§ To-do list:
- 1) Reproduce the passage of the Minds, Hearts, and Hands post starting with "A key aspect" and going on through "well-rounded human beings.".
- 2) Resume the Minds, Hearts, and Hands post after its final sentence and write what follows.

§ Supplied passage:
--*--
Blog Post from Dan Schwartz

Minds, Hearts, and Hands

A key aspect of a meaningful school educational experience is the commitment to engaging a student’s mind, heart, and hands. In paying conscious attention to the cognitive, affective, and kinesthetic areas of child development, we help our students grow into well-rounded human beings. 
I want to explore how and why we attend to developing the affective arena – engaging a child’s heart.  We are keenly aware that teaching students about social-emotional skills and awareness is important in our school community. In our classrooms we help students understand that they should take care of themselves, take care of each other, and take care of our school. In creating such a community, we learn that our actions and words are interconnected, that what we do and say matters. In acknowledging the importance of social-emotional learning (SEL), the Illinois State Board of Education requires that schools follow SEL standards. These standards are designed to help:
“…children develop awareness and management of their emotions, set and achieve important personal and academic goals, use social-awareness and interpersonal skills to establish and maintain positive relationships, and demonstrate decision making and responsible behaviors to achieve school and life success.”[i] 
An important report by the Collaborative for Academic, Social, and Emotional Learning considers the impact of SEL in schools. The report analyzes data from approximately 325,000 students across the country. In brief, the authors found that SEL programs improved students’ social-emotional skills, attitudes about self and others, connection to school, positive social behavior, and academic performance; they also reduced students’ conduct problems and emotional distress.” In addition, the report found that SEL programming improved students’ academic performance by 11 to 17 percentile points across all of the studies reviewed.[ii] It is clear that SEL benefits both students and the school community.
--*--
§ Material supplied:
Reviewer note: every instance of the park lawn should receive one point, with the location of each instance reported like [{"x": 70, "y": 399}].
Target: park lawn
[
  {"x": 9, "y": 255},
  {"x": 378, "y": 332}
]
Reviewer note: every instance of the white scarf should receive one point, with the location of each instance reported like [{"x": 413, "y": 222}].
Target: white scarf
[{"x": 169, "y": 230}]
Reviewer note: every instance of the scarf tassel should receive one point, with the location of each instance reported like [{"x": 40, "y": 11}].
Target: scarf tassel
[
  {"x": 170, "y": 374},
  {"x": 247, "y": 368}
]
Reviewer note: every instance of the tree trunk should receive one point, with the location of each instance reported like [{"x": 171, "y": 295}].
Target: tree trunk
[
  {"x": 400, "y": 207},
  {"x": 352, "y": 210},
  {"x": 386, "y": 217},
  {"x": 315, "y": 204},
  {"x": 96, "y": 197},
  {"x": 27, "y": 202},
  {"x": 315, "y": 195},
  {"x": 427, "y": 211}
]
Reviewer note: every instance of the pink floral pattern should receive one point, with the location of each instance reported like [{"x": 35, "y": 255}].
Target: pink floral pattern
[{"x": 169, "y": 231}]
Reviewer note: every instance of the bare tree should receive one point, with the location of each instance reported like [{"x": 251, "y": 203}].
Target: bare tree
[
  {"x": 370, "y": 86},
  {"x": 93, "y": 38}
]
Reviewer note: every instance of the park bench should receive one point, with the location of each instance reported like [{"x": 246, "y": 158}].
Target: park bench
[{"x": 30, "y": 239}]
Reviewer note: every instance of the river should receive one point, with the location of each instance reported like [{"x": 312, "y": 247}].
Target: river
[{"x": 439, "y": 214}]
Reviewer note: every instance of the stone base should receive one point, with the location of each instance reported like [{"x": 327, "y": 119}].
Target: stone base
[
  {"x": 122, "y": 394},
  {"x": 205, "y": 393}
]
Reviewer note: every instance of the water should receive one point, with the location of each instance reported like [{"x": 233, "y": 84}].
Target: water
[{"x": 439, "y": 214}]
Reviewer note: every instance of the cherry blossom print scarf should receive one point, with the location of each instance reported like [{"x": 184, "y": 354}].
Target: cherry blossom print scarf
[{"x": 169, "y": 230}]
--*--
§ The replies:
- 1)
A key aspect of a meaningful school educational experience is the commitment to engaging a student’s mind, heart, and hands. In paying conscious attention to the cognitive, affective, and kinesthetic areas of child development, we help our students grow into well-rounded human beings.

- 2)
A progressive school’s experiential approach values a student’s mind, heart, and hands. Each have value and together help develop critical thinkers, courageous citizens, and compassionate friends. From time to time a parent will ask why we take time away from the study of academics to talk about “fluffy” SEL material. It is clear from our own experiences and the research and standards from CASEL and the ISBE that paying attention to SEL helps both the academic and affective aspects of an individual’s growth and shapes the nature of our school community.
A number of years ago, in a previous school, an eighth grader spoke at graduation about our school community following the Columbine shootings. He said that while he understood the need for metal detectors, security guards, and other actions taken by many schools, he most appreciated what a caring school offered its students. In those schools, he said, we arm our hearts, creating a community in which we know about and are known by each other, care about each other, and trust each other.  Through creating classroom constitutions, conflict resolution strategies, lessons about up-standers, and open and deep discussions about the world around them, our students learn to act with compassion. They build strong relationships and caring classrooms, which are the foundation of our school.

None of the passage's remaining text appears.